### PROBLEM
From the rows below, pull out every line containing the word "blue", matching case exactly, and copy those lines in their original form.

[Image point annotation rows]

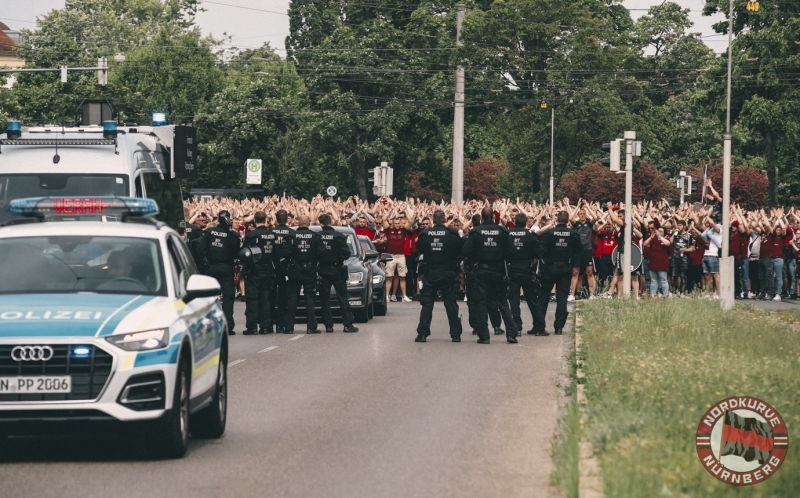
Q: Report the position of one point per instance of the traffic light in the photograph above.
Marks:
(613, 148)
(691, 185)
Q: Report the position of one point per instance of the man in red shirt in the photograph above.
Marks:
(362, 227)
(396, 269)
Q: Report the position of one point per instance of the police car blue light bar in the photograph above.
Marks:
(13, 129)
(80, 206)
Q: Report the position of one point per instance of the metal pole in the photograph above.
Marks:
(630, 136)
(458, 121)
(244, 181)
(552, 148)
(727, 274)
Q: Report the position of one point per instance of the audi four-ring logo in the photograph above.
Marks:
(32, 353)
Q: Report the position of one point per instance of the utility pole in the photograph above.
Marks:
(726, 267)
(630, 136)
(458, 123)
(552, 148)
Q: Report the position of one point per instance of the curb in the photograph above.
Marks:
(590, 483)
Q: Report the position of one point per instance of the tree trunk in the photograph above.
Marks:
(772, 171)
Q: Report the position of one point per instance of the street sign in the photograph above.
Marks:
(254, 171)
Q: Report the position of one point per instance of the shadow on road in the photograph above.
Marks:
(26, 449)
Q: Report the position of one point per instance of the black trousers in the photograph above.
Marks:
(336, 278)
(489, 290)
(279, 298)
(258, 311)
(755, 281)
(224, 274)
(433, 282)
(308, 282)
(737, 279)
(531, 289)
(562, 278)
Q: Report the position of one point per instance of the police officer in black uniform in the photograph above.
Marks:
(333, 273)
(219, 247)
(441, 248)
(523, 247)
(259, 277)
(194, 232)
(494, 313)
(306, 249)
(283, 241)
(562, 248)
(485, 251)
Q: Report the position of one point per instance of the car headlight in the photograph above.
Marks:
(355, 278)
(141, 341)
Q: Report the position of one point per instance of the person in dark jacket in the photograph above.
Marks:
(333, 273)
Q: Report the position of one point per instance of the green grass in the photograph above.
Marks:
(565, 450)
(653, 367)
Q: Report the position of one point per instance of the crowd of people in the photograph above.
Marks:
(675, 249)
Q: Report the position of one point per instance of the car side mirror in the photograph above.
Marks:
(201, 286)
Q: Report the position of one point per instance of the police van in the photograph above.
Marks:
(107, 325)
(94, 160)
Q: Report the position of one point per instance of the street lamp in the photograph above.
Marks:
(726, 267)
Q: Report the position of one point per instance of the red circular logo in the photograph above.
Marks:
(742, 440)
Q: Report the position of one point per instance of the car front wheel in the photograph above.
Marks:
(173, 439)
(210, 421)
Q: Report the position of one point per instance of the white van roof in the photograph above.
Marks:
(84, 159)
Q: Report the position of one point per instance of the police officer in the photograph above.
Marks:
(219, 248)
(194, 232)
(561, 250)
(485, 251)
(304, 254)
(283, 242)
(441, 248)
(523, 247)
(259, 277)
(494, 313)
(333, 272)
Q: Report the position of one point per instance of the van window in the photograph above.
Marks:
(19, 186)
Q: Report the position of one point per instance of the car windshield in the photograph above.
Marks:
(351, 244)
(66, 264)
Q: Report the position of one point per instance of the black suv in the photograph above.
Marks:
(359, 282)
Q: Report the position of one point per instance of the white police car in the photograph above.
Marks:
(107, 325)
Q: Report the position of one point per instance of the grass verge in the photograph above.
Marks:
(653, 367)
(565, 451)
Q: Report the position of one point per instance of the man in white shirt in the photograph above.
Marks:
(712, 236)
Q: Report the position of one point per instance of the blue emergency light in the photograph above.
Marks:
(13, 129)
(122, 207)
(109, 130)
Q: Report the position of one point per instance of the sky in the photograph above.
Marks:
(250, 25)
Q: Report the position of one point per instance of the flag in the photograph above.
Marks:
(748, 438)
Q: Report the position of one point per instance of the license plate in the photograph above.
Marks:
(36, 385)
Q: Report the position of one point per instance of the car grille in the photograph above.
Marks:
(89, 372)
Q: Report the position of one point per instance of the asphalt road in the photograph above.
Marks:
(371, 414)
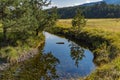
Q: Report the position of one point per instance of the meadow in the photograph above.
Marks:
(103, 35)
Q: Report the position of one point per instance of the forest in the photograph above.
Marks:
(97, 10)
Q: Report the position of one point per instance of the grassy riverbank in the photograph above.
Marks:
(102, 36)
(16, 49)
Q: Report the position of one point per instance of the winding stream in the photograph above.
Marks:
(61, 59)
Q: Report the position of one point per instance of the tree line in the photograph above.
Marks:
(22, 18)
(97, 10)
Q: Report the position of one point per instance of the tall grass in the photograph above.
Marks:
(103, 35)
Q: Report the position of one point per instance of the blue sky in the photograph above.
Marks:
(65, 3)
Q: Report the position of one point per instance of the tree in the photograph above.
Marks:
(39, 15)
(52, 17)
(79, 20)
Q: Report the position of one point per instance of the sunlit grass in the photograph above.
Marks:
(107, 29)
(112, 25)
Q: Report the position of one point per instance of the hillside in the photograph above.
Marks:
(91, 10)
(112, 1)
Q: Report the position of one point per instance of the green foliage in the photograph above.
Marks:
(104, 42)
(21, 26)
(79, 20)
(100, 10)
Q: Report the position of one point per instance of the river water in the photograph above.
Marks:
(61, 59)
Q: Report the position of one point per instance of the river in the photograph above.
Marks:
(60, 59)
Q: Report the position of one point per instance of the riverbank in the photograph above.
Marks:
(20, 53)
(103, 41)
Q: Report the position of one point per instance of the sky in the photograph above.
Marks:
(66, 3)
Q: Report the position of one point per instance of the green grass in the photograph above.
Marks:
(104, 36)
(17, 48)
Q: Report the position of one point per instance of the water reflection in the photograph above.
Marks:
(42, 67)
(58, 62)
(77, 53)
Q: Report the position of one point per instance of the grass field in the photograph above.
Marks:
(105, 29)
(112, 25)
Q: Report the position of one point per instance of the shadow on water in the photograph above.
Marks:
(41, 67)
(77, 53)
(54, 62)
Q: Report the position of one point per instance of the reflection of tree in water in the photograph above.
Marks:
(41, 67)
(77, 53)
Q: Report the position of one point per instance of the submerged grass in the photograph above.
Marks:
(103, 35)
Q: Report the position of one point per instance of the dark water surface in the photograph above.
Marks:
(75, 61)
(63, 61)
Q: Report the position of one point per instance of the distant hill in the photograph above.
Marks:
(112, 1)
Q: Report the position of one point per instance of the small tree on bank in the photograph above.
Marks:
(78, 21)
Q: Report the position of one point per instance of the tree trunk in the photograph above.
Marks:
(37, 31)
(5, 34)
---
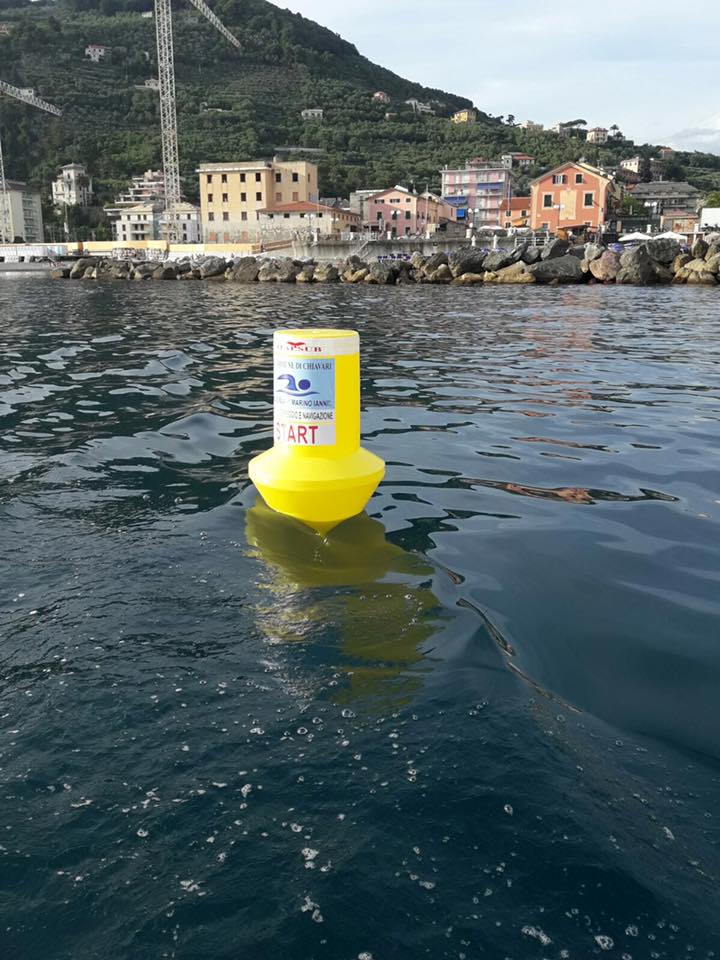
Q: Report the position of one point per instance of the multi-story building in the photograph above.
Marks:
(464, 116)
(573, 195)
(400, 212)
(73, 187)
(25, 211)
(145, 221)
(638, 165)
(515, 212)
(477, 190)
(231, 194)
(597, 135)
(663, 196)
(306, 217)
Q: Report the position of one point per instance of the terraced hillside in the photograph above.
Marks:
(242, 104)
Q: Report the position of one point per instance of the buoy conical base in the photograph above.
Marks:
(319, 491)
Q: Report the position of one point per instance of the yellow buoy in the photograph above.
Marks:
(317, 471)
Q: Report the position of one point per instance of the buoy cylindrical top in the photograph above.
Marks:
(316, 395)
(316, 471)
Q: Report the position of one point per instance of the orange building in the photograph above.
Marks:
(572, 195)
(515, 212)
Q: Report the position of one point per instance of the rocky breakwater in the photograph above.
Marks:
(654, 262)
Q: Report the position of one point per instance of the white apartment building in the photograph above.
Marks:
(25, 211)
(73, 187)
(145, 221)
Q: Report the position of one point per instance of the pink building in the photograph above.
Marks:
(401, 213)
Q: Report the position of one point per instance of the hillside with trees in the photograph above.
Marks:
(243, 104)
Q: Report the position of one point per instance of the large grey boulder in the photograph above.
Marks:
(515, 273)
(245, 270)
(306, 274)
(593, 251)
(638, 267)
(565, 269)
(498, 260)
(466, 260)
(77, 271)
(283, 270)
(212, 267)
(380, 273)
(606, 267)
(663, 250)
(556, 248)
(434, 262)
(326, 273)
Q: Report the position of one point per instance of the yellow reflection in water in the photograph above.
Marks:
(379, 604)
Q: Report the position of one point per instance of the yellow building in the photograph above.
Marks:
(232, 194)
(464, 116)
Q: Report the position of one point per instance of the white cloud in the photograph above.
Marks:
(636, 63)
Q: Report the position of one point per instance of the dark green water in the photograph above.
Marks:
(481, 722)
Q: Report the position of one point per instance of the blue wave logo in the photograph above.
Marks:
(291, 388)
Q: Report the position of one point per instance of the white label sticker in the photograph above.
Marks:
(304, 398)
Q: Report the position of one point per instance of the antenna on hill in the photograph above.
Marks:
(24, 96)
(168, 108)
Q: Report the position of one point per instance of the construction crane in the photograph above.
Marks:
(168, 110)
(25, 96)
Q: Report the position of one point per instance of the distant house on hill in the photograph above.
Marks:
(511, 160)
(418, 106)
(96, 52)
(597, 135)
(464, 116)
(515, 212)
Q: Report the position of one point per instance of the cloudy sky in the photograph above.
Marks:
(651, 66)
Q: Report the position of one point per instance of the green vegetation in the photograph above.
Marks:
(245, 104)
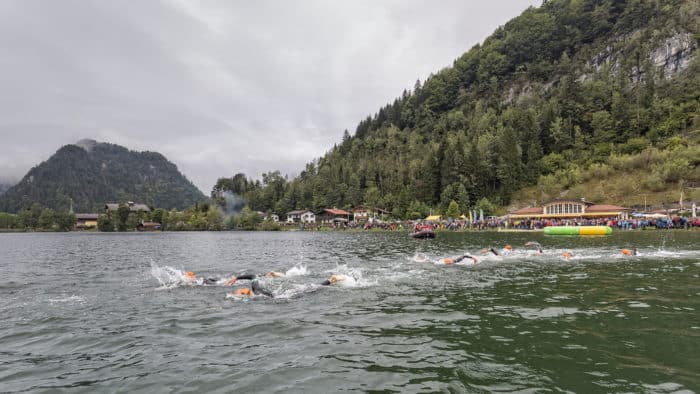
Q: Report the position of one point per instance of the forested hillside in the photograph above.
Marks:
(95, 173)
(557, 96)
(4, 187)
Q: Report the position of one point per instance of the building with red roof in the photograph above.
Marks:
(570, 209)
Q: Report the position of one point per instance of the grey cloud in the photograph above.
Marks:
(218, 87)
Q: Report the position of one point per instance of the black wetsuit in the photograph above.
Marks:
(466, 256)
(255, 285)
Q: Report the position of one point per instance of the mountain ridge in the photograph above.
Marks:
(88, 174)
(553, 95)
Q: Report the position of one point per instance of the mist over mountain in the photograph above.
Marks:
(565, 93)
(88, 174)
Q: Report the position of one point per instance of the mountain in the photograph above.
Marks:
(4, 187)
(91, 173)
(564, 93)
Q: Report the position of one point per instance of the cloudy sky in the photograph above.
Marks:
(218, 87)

### FULL ANSWER
Q: Report the position of one point per instance of the police car blue light bar in the photograph above.
Q: Report the position of one point per instance of the blue emergency light in the photograph above.
Q: Report the position of one point per instance of the blue sky in the photograph above.
Q: Report the position of one point per instance of the blue wave logo in the photograph above.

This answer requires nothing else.